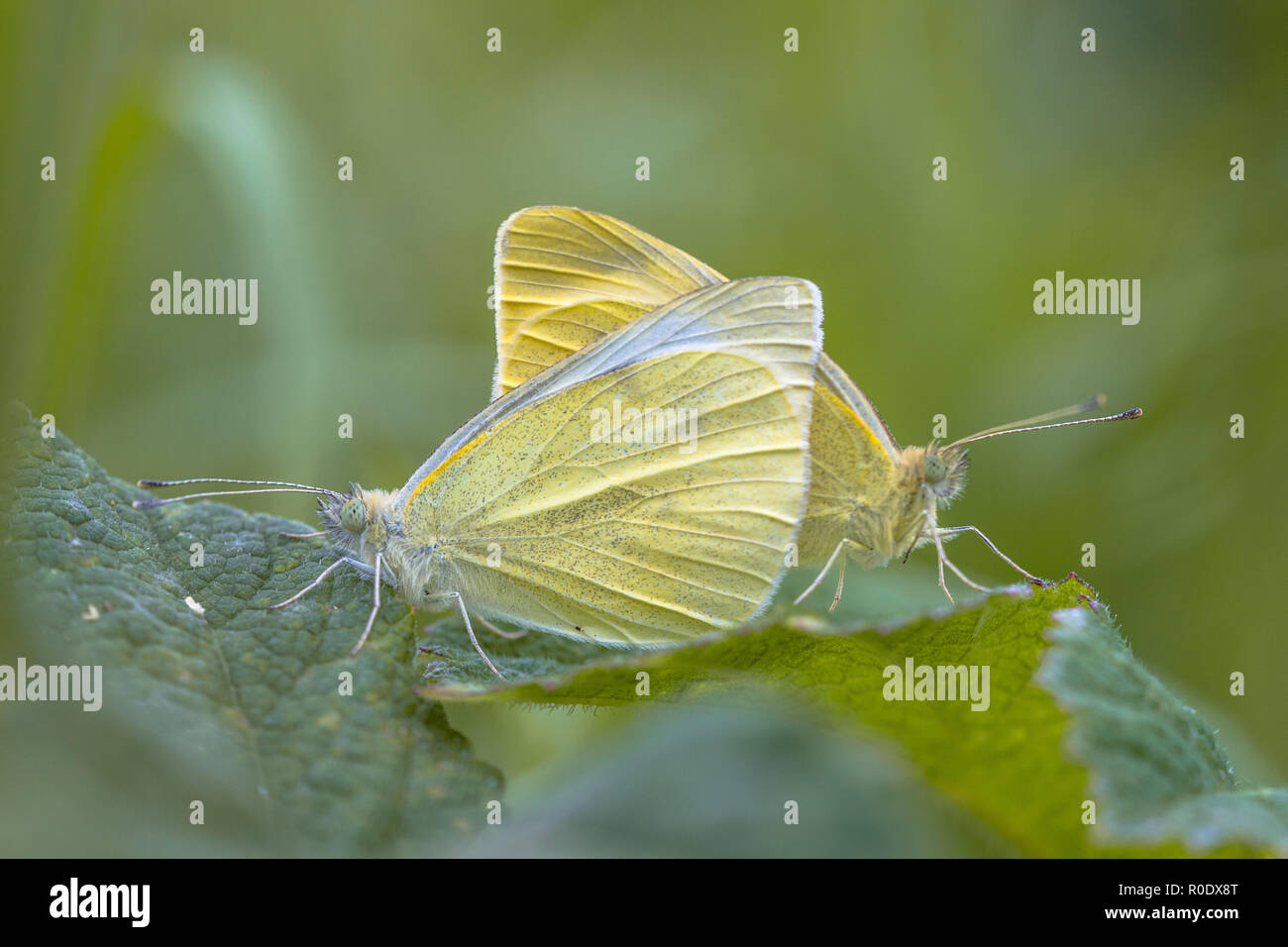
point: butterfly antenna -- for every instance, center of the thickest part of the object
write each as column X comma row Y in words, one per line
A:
column 1035, row 423
column 268, row 487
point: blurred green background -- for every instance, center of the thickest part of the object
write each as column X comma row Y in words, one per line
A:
column 818, row 163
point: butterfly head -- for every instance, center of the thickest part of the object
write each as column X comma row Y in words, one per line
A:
column 357, row 519
column 940, row 471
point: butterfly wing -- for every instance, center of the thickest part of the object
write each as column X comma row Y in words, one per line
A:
column 546, row 518
column 567, row 277
column 853, row 460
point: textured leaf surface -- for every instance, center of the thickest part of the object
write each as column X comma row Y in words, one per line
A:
column 713, row 781
column 1072, row 718
column 237, row 707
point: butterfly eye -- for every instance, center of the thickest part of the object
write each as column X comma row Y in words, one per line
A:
column 353, row 515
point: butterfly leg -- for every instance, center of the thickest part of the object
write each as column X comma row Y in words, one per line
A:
column 507, row 635
column 840, row 585
column 943, row 558
column 831, row 561
column 988, row 543
column 469, row 628
column 375, row 608
column 312, row 585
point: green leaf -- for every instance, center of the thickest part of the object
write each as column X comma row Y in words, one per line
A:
column 218, row 701
column 716, row 781
column 1072, row 718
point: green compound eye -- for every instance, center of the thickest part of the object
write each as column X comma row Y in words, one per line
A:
column 353, row 515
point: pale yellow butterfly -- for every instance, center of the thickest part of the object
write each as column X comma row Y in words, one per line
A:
column 550, row 510
column 566, row 277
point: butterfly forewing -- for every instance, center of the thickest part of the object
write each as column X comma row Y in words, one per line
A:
column 567, row 277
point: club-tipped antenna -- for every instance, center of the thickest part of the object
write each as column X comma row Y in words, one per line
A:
column 1038, row 421
column 268, row 487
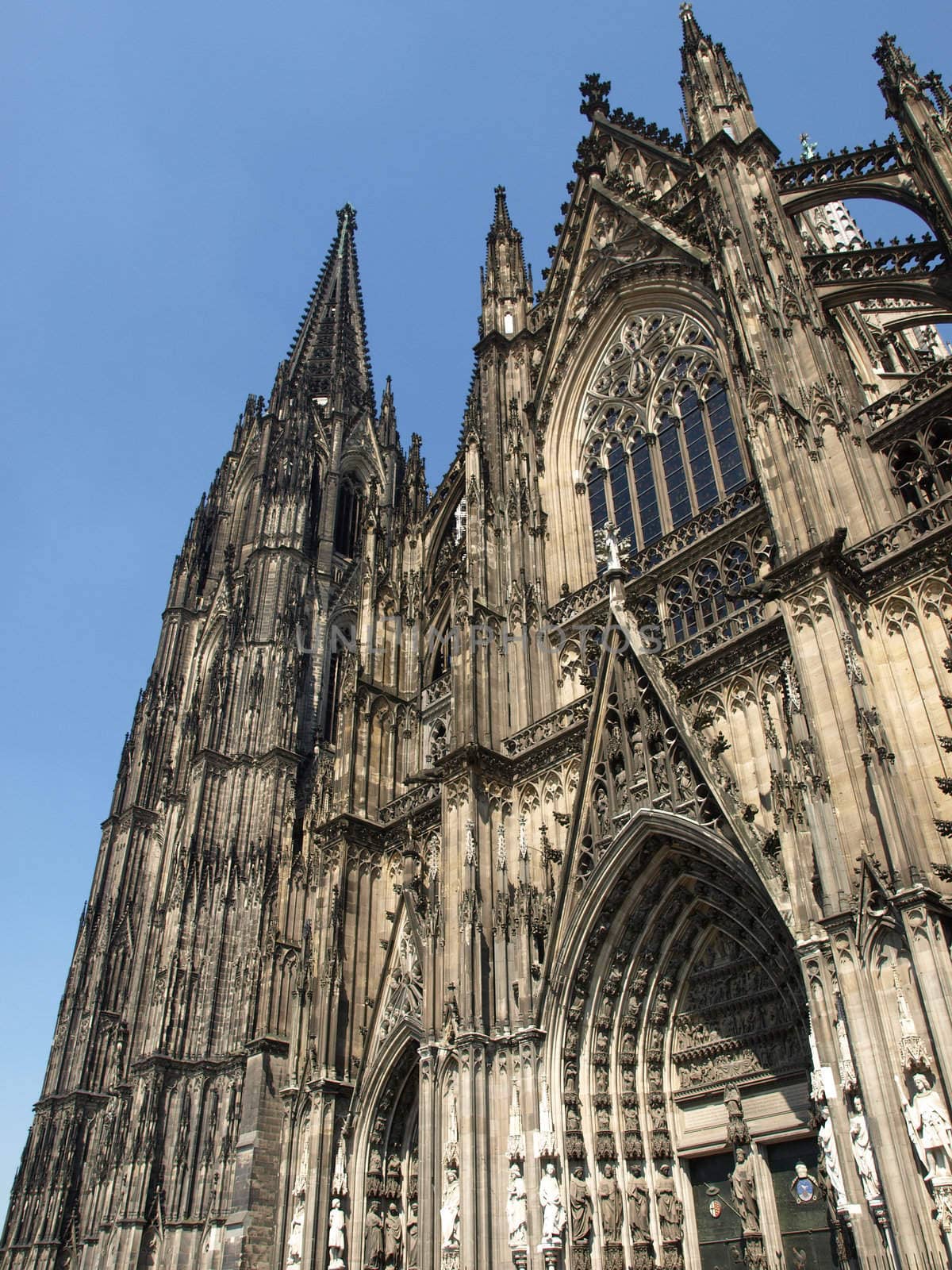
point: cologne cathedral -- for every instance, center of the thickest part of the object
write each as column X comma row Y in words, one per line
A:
column 552, row 870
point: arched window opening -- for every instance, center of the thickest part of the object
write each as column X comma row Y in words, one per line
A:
column 334, row 685
column 314, row 514
column 682, row 614
column 443, row 660
column 939, row 442
column 598, row 501
column 738, row 573
column 347, row 522
column 645, row 492
column 708, row 594
column 912, row 475
column 621, row 489
column 698, row 450
column 662, row 444
column 725, row 438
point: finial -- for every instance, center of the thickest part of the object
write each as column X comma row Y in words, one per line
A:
column 594, row 94
column 612, row 550
column 692, row 32
column 501, row 217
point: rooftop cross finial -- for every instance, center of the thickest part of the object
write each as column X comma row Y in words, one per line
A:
column 594, row 93
column 692, row 32
column 501, row 216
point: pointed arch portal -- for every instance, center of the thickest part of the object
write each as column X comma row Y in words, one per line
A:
column 685, row 1038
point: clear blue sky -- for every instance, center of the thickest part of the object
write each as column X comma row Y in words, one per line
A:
column 173, row 173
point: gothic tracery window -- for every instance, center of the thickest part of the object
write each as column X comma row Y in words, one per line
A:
column 660, row 441
column 922, row 468
column 347, row 524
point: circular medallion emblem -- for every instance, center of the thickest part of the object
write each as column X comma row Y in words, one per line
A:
column 804, row 1187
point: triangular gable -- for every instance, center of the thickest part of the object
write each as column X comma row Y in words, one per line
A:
column 401, row 994
column 636, row 759
column 641, row 752
column 613, row 234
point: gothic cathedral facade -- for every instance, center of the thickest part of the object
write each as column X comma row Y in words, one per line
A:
column 554, row 870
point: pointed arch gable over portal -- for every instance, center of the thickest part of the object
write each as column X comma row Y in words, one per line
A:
column 677, row 1026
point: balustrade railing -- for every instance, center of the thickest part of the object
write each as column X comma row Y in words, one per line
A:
column 903, row 533
column 862, row 162
column 924, row 385
column 917, row 260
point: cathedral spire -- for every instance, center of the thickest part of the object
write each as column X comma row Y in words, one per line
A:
column 507, row 287
column 386, row 425
column 715, row 95
column 329, row 359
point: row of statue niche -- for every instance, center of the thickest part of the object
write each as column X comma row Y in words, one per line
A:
column 930, row 1130
column 382, row 1237
column 731, row 1022
column 774, row 1054
column 609, row 1204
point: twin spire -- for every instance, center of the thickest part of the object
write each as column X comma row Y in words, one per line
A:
column 329, row 359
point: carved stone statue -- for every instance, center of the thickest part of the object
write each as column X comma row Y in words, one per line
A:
column 670, row 1206
column 731, row 1102
column 862, row 1153
column 744, row 1189
column 550, row 1197
column 831, row 1159
column 930, row 1128
column 579, row 1206
column 296, row 1235
column 413, row 1223
column 609, row 1204
column 516, row 1208
column 374, row 1237
column 336, row 1236
column 639, row 1206
column 450, row 1212
column 393, row 1238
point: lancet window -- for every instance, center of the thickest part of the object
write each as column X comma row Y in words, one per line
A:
column 922, row 467
column 347, row 522
column 706, row 595
column 660, row 440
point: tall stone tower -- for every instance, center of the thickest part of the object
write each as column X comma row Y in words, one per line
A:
column 552, row 870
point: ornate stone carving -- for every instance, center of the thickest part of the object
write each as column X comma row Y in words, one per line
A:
column 336, row 1238
column 550, row 1198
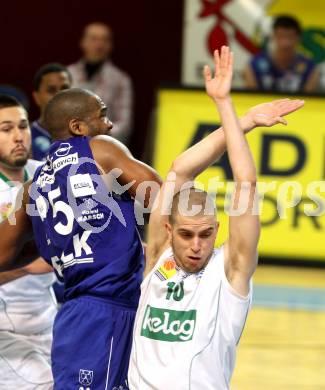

• What you have to do: Identify every line of the data above that contains the word "window", and copy each of those lines. Treat uppercase and lowercase as different.

• Response below:
point: arched window opening -- for every instance, center of the thickest part of the object
point: gothic tracery window -- for every instance, center of the thickest part of the object
point: lancet window -- for every instance, center of the thickest part of the object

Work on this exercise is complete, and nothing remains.